Selon l’agence nigériane chargée de la gestion des situations d’urgence (National Emergency Management Agency), près d’un million de personnes ont été contraintes de fuir depuis le début du violent soulèvement du groupe rebelle en juillet 2009.

3. LES ACTEURS EXTÉRIEURS

En mai 2014, le Comité des sanctions contre Al Qaïda du Conseil de sécurité de l’ONU a inscrit BH sur la liste des sanctions, pour des sanctions financières ciblées et un embargo sur les armes (résolution 1267). Plusieurs États, dont la France, le Royaume-Uni et les États-Unis, se sont engagés à aider le Nigeria à la suite de l’enlèvement des lycéennes à Chibok en avril 2014.

Le 7 octobre 2014, les pays membres de la Commission du bassin du lac Tchad et le Bénin ont lancé la création d’une nouvelle Force d’intervention conjointe multinationale (MNJTF) pour lutter contre BH. Après des années de terreur sans réelle réaction des Nations unies et de l’Union africaine (UA), le déploiement de 8 700 militaires venus du Tchad, du Cameroun, du Niger, du Bénin et du Nigéria a finalement été décidé le 29 janvier 2015. Les représentants de la communauté internationale, réunis le 1er février 2016 au siège de l’UA à Addis Abeba pour une conférence des donateurs, ont promis de dégager 250 millions de dollars destinés à financer la MNJTF, qui lutte contre BH dans le bassin du lac Tchad. « 110 millions de dollars de la part du Nigeria, 50 millions d’euros de la part de l’Union européenne, 8 millions de dollars déjà reçus du Royaume-Uni, 4 millions de francs suisses (3,6 M euros) de la délégation suisse, 1,5 million de dollars de la Communauté des États sahélo-sahariens », a annoncé Smail Chergui, Commissaire à la Paix et à la Sécurité de l’UA.

* **DONNÉES DISPONIBLES**:
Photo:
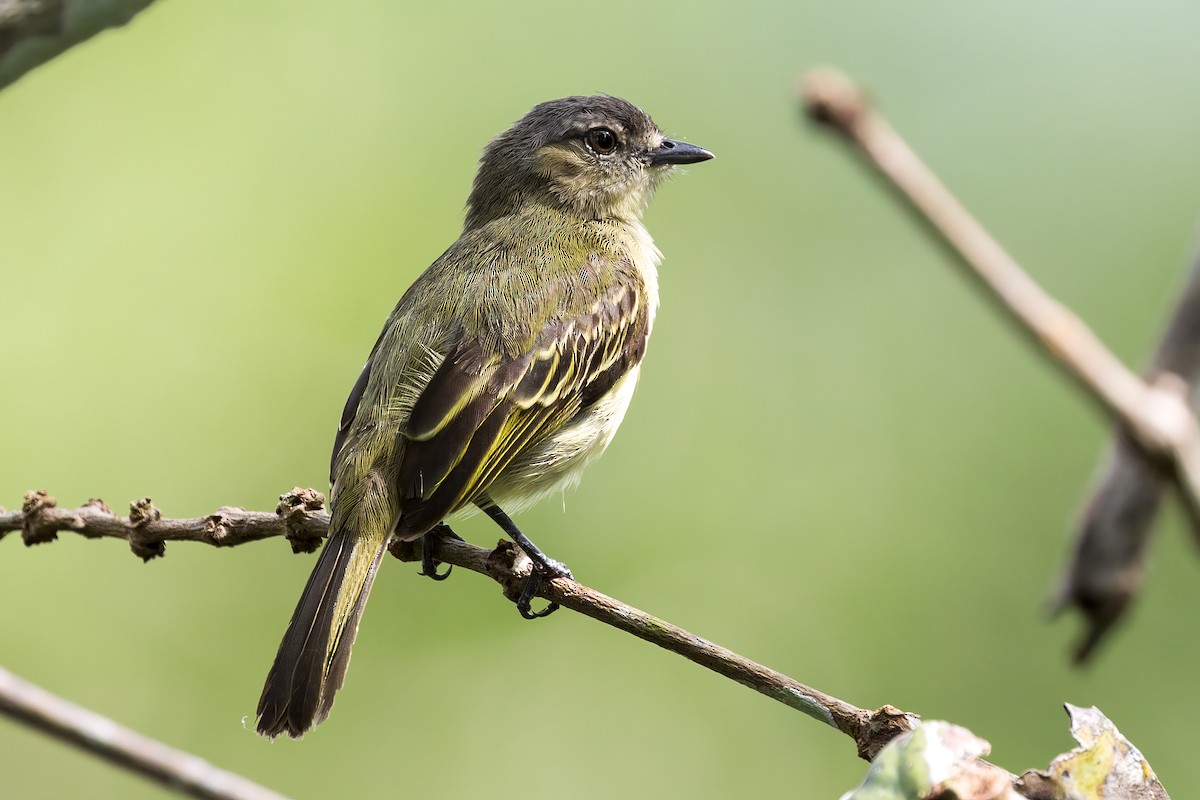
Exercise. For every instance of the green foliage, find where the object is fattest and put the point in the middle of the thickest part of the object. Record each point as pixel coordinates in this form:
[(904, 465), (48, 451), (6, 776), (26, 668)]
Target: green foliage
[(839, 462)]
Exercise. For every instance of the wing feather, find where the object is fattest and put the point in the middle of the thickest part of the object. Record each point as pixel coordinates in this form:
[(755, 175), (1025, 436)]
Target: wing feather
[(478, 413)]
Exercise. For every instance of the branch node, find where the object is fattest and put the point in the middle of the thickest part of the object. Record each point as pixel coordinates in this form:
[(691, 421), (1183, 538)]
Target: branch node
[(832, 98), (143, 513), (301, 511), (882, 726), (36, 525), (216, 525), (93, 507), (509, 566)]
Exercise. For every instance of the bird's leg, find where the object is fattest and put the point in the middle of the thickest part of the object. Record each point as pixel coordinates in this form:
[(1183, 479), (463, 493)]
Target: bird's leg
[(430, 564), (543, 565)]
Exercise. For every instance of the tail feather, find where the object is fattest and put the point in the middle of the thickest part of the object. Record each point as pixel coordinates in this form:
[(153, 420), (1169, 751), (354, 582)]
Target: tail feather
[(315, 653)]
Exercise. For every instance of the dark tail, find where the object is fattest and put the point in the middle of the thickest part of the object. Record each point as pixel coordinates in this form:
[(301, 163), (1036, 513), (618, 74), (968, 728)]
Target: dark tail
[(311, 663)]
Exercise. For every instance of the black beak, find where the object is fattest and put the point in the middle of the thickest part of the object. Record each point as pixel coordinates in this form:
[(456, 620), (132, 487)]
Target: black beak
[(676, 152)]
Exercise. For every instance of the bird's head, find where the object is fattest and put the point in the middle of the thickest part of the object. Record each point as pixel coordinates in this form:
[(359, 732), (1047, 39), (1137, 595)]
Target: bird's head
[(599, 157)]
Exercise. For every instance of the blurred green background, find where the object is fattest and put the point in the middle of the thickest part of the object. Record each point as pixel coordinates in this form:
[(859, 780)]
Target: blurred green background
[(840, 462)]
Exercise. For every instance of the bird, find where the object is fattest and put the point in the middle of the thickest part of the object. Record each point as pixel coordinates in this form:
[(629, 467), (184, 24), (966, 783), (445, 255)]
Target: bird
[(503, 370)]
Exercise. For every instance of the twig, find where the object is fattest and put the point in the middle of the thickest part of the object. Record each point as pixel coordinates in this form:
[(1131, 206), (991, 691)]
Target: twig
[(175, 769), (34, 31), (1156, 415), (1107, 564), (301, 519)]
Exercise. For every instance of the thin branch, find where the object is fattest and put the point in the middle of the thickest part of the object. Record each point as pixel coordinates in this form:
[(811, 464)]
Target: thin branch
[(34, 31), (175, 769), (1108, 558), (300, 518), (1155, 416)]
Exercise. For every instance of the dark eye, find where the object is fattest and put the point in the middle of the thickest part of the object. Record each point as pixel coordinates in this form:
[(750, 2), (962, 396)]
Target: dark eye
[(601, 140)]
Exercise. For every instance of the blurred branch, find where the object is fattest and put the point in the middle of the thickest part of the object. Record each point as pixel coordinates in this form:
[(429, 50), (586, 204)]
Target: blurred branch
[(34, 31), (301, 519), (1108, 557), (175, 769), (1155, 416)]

* **CONSIGNES DE L'EXERCICE**:
1) Recopiez à l'identique les lignes de la liste, depuis celle qui contient « Exercise. For every instance of the black » jusqu'à celle qui contient « [(599, 157)] », ces deux lignes comprises.
2) Poursuivez le texte sur la réponse internationale face à BH à partir de sa dernière phrase.

* **RÉSULTATS DES EXERCICES**:
1)
Exercise. For every instance of the black beak, find where the object is fattest and put the point in the middle of the thickest part of the object. Record each point as pixel coordinates in this form:
[(456, 620), (132, 487)]
Target: black beak
[(676, 152)]
Exercise. For every instance of the bird's head, find where the object is fattest and put the point in the middle of the thickest part of the object. Record each point as pixel coordinates in this form:
[(359, 732), (1047, 39), (1137, 595)]
Target: bird's head
[(599, 157)]

2)
Des pays voisins comme le Niger, le Tchad ou le Cameroun, redoutent une diffusion de la violence sur leur territoire. Au Cameroun, le président Paul Biya a accepté la présence de troupes tchadiennes sur son sol. Cette décision importante fait suite à l’intensification des attaques de BH à sa frontière. De même, le Tchad s’inquiète pour sa capitale N’Djamena, distante seulement d’une centaine de kilomètres de la région de Baga. Ces deux Etats cherchent aussi à protéger l’axe commercial vital entre Douala et N’Djamena. Le Niger quant à lui, a lancé en juillet 2014 l’opération Bouclier, pour obtenir des renseignements et rassurer la population.

Côté français, la perspective d’un financement de la MNJTF est également conditionnée à la possibilité pour l’Union européenne de pouvoir traiter le sujet avec l’UA. Or, le Nigeria refuse de se dessaisir de sa souveraineté en passant les commandes à l’UA pour organiser une opération de paix approuvée par le Conseil de sécurité de l’ONU.

4. VERS UNE RÉSOLUTION ?

Le 28 mars 2015, la victoire du général M. Buhari sur le président sortant, Goodluck Jonathan est sans appel [3]. Mais c’est avant tout sur le terrain de la lutte contre la corruption et de la guerre contre BH que se jouera ce mandat. La priorité donnée à cette lutte suppose la remobilisation de l’armée nigériane et l’engagement d’une coopération effective avec les Etats de la région comme avec les Etats occidentaux pour la collecte et l’exploitation du renseignement. La mise en place définitive d’une force multinationale mixte décidée le 22 août 2015 entre le Nigeria, le Tchad, le Cameroun, le Niger et le Bénin va dans ce sens. Il ne faut pas non plus trop attendre de la MNJTF. Lors d’une visite historique dans la capitale camerounaise en juillet 2015, M.Buhari a également promis d’accorder un droit de poursuite aux forces de ce pays, mais en pratique, il n’en est rien. L’armée nigériane ne souhaite pas vraiment coopérer avec des militaires qu’elle a combattu au milieu des années 1990 à propos du litige frontalier de la péninsule de Bakassi, au sud-est du pays.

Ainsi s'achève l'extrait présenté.